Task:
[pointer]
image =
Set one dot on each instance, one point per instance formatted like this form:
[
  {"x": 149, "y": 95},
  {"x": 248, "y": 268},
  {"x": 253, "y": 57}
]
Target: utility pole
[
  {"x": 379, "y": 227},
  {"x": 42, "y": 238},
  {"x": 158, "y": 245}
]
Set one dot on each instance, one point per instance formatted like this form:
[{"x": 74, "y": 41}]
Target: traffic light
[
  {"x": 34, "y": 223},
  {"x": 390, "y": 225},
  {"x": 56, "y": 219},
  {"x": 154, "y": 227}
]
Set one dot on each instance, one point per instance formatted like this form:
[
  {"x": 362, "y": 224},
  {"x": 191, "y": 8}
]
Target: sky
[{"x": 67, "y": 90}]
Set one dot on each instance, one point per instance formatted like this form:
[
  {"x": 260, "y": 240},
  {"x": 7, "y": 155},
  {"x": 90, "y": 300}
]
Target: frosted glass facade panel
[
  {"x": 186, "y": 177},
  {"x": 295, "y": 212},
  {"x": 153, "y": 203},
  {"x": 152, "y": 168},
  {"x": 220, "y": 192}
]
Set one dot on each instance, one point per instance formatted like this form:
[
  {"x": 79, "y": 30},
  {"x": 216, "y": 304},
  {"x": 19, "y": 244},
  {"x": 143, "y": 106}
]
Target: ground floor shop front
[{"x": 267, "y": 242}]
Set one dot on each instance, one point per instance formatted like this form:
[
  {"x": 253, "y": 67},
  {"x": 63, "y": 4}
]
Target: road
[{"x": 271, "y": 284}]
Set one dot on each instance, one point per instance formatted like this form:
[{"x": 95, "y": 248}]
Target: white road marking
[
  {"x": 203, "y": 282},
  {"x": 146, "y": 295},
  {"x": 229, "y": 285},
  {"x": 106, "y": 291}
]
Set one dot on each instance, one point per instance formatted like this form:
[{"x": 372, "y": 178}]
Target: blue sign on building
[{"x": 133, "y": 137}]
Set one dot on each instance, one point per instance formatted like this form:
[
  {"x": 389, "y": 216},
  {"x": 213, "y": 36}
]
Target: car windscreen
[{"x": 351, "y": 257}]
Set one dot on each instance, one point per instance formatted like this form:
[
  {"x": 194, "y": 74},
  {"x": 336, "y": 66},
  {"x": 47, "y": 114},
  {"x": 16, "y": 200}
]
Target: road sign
# # #
> **Work to complete**
A faithful, word-for-word transcript of the material above is the required answer.

> **Written answer**
Task:
[pointer]
image =
Set one dot on each instance, one point per instance formatted like this form:
[
  {"x": 149, "y": 95},
  {"x": 248, "y": 268},
  {"x": 253, "y": 57}
]
Target: utility pole
[
  {"x": 379, "y": 227},
  {"x": 42, "y": 238},
  {"x": 158, "y": 245}
]
Set one dot on each instance, one point per instance formatted like this form:
[{"x": 74, "y": 41}]
Target: traffic light
[
  {"x": 34, "y": 223},
  {"x": 390, "y": 225},
  {"x": 56, "y": 219},
  {"x": 154, "y": 227}
]
Set one dot on each instance, one point per instance formatted like this form:
[
  {"x": 362, "y": 224},
  {"x": 191, "y": 8}
]
Target: sky
[{"x": 67, "y": 90}]
Set one dot on each instance, one point per instance formatted like this form:
[
  {"x": 260, "y": 240},
  {"x": 7, "y": 155},
  {"x": 90, "y": 300}
]
Target: frosted glass facade panel
[
  {"x": 186, "y": 177},
  {"x": 295, "y": 212},
  {"x": 153, "y": 203},
  {"x": 152, "y": 168},
  {"x": 220, "y": 192}
]
Set one dot on each instance, one point per instance formatted like this form:
[
  {"x": 79, "y": 30},
  {"x": 216, "y": 304},
  {"x": 19, "y": 244},
  {"x": 143, "y": 106}
]
Target: ground floor shop front
[{"x": 267, "y": 242}]
Set one dot on each instance, one point per instance formatted like this form:
[
  {"x": 253, "y": 67},
  {"x": 63, "y": 4}
]
Target: road
[{"x": 271, "y": 284}]
Set one dot on each instance, one point per instance formatted like this form:
[{"x": 95, "y": 248}]
Target: white road marking
[
  {"x": 203, "y": 282},
  {"x": 146, "y": 295},
  {"x": 229, "y": 285},
  {"x": 106, "y": 291}
]
Set one dot on each instance, one point per instance formatted like this form:
[{"x": 372, "y": 178}]
Target: blue sign on building
[{"x": 133, "y": 137}]
Set one dot on each instance, one point per instance formatted like this form:
[
  {"x": 389, "y": 216},
  {"x": 213, "y": 36}
]
Target: car windscreen
[{"x": 351, "y": 257}]
Set one dot on each instance, one point per instance formatted like this form:
[
  {"x": 194, "y": 74},
  {"x": 336, "y": 66},
  {"x": 47, "y": 114},
  {"x": 16, "y": 200}
]
Target: road sign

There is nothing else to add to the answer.